Consigne A: Compte les lignes des entrées qui contiennent la chaîne « vest ». N'indique que ce nombre.

Extrait à lire:

****************************************

Déchiffrer

Usines à troll, doxing, loups guerriers… Les méthodes agressives de la Chine sur les réseaux sociaux

Fermes à troll, opérations de doxing ou faux comptes… Dans un rapport récent, l’Irsem, un institut de recherches financé par le ministère des Armées, dresse un tableau instructif des opérations d’influence de la Chine sur les réseaux sociaux. Le géant asiatique n’a évidemment pas le monopole de ce type d’opérations. La France a elle-même été récemment épinglée. Mais le document permet toutefois d’en saisir l’ampleur. En voici quatre exemples.

Les usines à troll

On connaissait déjà la ferme à troll russe de l’Internet Research Agency, à Saint-Pétersbourg. Un outil de propagande pro-Kremlin découvert par la presse américaine au milieu des années 2010. Ce domaine, rapporte le rapport de l’Irsem, susciterait également l’intérêt de l’Armée populaire de libération chinoise. Le principe des usines à troll est simple. Des rédacteurs sont payés pour publier à la chaîne des articles au référencement optimisé. 

“L’origine de ces contenus, créés par des tiers et diffusés par d’autres tiers, est donc difficilement traçable, et c’est précisément pourquoi Pékin utilise abondamment cette sous-traitance”, remarquent les auteurs du rapport, Paul Charon et Jean-Baptiste Jeangène-Vilmer. Sur l’île de Taïwan, un État souverain revendiqué par la République populaire de Chine, la ferme à troll Mission est ainsi très partagée par des partis pro-réunification avec la Chine continentale. Ce qui pose la question de son influence sur les débats politiques locaux.

À LIRE AUSSI : Chine : Bienvenue dans le pays de la dictature 4.0

Des opérations de doxing

Mais qui est derrière les opérations de doxing ? Ces publications d’informations personnelles d’un internaute dans le but de lui nuire se sont multipliées à Hong-Kong. Pour rappel, l’ancienne colonie britannique voit ses libertés de plus en plus rognées depuis sa rétrocession à la Chine en 1997. Des militants pro-démocratie y sont de plus en plus ciblés. Or, pour les auteurs du rapport, l’un des principaux sites publiant des dox, HKLeaks, semble être en cheville avec les autorités chinoises.

****************************************

Données à traiter:
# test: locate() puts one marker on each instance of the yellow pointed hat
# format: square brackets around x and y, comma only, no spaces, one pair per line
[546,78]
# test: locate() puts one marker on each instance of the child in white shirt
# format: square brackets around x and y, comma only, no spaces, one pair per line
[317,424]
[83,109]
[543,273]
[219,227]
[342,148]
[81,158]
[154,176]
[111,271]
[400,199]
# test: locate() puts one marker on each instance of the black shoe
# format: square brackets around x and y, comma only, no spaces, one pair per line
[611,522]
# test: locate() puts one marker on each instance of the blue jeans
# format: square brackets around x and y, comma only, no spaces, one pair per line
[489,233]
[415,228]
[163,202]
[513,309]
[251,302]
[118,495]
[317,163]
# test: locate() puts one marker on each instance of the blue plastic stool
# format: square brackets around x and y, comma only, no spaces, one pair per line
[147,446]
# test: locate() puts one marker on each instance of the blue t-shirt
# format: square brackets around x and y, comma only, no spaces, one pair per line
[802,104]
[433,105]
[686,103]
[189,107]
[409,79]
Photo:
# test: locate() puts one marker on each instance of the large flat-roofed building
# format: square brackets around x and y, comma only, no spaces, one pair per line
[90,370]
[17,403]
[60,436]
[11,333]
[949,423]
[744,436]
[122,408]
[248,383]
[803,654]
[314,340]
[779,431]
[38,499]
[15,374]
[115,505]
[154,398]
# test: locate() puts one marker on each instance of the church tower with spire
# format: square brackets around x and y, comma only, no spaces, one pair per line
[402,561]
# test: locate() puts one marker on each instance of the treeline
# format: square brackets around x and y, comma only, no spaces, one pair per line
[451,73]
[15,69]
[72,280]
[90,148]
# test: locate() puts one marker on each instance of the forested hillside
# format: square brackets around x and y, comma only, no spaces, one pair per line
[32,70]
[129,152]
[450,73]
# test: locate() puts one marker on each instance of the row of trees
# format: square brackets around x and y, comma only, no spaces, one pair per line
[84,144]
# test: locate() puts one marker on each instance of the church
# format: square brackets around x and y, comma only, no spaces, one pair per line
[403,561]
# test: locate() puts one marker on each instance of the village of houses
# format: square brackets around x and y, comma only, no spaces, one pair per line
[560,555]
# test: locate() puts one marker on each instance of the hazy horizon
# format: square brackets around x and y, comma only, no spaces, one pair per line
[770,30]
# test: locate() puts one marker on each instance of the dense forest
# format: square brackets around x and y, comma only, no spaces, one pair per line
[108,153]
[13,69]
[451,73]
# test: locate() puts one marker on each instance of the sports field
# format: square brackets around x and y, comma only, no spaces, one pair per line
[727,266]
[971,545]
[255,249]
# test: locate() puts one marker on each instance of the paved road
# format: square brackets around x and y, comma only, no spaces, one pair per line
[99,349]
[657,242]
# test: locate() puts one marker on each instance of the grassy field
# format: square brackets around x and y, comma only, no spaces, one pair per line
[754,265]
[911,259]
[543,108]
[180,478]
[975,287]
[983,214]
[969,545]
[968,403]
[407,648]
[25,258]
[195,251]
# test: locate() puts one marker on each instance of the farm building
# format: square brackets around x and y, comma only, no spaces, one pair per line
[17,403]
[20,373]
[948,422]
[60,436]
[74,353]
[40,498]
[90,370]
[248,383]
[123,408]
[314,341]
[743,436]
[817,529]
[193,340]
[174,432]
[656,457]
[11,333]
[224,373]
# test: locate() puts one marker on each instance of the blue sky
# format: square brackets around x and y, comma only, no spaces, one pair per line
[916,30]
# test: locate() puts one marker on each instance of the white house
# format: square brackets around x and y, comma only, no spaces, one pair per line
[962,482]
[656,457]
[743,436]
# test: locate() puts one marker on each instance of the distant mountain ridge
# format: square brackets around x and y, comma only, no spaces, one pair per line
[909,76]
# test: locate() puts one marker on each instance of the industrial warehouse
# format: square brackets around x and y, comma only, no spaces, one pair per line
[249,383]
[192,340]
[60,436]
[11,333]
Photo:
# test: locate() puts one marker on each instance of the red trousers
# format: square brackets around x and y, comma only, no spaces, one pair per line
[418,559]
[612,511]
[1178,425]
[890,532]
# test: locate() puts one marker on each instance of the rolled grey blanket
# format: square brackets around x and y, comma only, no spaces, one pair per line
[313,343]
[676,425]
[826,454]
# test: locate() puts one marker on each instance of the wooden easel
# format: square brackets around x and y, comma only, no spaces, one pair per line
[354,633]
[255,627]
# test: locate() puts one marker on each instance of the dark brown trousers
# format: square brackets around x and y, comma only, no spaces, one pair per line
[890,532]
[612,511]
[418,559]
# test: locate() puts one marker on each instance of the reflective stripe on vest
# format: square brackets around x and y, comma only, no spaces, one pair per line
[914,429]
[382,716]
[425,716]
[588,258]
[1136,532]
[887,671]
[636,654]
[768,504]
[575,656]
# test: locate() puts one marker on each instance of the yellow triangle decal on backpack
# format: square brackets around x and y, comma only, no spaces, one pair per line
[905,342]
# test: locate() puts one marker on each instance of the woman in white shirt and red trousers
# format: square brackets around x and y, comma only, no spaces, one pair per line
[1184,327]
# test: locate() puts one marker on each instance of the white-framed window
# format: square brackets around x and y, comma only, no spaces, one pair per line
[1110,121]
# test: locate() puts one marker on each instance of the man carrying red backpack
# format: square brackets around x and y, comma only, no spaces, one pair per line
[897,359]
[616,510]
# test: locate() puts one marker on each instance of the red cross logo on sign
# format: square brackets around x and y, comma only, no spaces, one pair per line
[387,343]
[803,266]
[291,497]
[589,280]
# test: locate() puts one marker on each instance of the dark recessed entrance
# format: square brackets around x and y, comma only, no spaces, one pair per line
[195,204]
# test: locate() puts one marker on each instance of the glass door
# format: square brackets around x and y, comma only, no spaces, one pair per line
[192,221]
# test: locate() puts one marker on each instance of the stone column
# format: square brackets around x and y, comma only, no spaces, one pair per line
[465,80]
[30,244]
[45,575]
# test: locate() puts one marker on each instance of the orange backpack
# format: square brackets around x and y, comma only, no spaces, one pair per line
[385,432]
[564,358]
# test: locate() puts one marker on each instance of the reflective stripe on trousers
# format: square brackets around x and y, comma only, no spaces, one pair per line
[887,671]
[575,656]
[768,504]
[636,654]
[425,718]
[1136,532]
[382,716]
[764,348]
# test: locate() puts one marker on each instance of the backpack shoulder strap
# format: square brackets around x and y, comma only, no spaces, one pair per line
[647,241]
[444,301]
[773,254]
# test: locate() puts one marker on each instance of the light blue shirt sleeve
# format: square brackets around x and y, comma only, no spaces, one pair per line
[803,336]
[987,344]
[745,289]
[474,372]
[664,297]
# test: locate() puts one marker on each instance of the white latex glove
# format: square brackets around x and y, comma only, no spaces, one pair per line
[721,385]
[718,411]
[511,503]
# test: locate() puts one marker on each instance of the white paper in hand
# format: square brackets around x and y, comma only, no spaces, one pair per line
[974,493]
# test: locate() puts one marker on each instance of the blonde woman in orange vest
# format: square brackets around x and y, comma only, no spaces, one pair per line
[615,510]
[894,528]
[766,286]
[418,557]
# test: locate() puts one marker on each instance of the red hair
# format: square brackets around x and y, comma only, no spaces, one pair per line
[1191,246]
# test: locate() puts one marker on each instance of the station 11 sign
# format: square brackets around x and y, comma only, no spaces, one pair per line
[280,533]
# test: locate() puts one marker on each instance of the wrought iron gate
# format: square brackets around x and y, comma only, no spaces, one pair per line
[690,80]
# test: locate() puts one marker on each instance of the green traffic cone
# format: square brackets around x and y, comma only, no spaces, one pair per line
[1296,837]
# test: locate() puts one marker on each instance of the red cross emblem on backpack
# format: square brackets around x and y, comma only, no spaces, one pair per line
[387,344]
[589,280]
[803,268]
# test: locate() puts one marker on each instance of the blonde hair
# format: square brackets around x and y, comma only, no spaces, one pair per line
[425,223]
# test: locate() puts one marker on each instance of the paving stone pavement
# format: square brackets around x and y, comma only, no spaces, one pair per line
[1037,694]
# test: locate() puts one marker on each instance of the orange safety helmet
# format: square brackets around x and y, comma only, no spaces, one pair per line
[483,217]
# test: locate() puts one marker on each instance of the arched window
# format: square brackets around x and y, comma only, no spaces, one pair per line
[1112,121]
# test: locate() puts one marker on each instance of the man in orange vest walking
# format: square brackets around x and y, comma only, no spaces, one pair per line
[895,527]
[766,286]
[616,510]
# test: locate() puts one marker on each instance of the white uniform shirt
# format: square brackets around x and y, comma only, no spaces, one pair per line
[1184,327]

****************************************

Consigne B: Dresse la liste des organisations, institutions et sites désignés par leur nom dans l'article sur l'influence chinoise.

Réponse complète A: 3

Réponse complète B:
- Irsem
- ministère des Armées
- Internet Research Agency
- Armée populaire de libération chinoise
- Mission
- HKLeaks